EXERCISE AIM:
All of the data must be returned exactly as given.

*** Block opens ***

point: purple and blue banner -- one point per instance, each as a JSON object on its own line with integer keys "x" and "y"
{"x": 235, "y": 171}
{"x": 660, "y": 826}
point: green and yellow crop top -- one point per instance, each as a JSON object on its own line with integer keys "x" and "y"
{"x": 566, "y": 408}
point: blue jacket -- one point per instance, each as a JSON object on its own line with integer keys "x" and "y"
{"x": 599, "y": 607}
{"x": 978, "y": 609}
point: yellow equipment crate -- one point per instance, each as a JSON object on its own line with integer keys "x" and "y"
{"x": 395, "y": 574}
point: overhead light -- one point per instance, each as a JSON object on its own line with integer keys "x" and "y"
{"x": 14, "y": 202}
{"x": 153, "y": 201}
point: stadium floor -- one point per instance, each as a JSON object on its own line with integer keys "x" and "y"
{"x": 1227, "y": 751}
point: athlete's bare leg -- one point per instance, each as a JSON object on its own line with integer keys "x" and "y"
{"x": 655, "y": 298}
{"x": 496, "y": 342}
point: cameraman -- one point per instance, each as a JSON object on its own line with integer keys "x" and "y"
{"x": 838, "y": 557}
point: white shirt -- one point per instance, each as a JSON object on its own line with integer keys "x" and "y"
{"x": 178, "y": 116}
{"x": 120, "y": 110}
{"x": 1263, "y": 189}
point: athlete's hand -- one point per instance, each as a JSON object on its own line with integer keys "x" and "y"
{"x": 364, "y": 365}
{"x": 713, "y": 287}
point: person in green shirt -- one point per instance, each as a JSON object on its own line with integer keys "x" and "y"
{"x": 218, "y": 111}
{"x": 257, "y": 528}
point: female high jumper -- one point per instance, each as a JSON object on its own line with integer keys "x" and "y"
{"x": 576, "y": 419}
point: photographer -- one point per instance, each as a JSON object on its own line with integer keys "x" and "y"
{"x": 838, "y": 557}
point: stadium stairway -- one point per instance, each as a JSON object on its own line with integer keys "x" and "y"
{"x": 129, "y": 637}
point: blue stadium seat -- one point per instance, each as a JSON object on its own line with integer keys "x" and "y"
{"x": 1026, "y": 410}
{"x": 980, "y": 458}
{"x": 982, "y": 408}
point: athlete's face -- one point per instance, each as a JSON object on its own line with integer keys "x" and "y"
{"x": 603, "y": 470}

*** Block closes ***

EXPECTED ANSWER:
point: purple and blue banner -- one point per instance, each as a JSON object on its own line with integer keys "x" and "y"
{"x": 235, "y": 171}
{"x": 660, "y": 826}
point: green and yellow crop top -- one point per instance, each as a JSON object on its own line with integer keys "x" and "y"
{"x": 566, "y": 408}
point: blue jacket -- one point per instance, each as a JSON object on its own line with integer keys "x" and "y"
{"x": 599, "y": 607}
{"x": 978, "y": 609}
point: yellow equipment crate -- one point per instance, each as a JSON object on its own line with integer keys "x" and "y"
{"x": 395, "y": 574}
point: overhead light -- one point per instance, each as a JSON object on its own line with integer keys "x" and "y"
{"x": 14, "y": 202}
{"x": 153, "y": 201}
point: stadium floor -- one point per instance, each as a JSON object on its own line with integer keys "x" and "y"
{"x": 1227, "y": 751}
point: athlete's bare leg -- one point per instance, each as a JSON object on its own line with integer keys "x" and "y"
{"x": 655, "y": 298}
{"x": 496, "y": 342}
point: cameraman -- one point per instance, each as a JSON object on its own line with integer keys "x" and "y"
{"x": 838, "y": 557}
point: white shirt -- one point per instance, each as a JSON object on its own line with integer keys "x" and "y"
{"x": 178, "y": 116}
{"x": 120, "y": 110}
{"x": 1263, "y": 189}
point: athlete's hand -- one point per instance, each as a JSON object on its own line with integer keys "x" and "y"
{"x": 364, "y": 365}
{"x": 713, "y": 287}
point: person in green shirt -- one point per instance, each as a JSON object on its own line with integer keys "x" and "y"
{"x": 218, "y": 111}
{"x": 257, "y": 528}
point: female high jumper -- one point per instance, each as a JSON object on its own line with integer keys "x" and "y"
{"x": 576, "y": 419}
point: photographer -- one point per instance, each as a JSON object on its own line with integer keys "x" and "y"
{"x": 838, "y": 557}
point: stadium stairway -- one point per instance, each as a JSON object on its own line with integer keys "x" and "y"
{"x": 129, "y": 637}
point: blue stadium seat -- one point per instance, each as a JSON object on its own line with integer keys "x" and "y"
{"x": 1026, "y": 410}
{"x": 980, "y": 458}
{"x": 982, "y": 408}
point: athlete's face -- one point per instance, each as a JSON object on its own line with integer keys "x" and "y"
{"x": 603, "y": 470}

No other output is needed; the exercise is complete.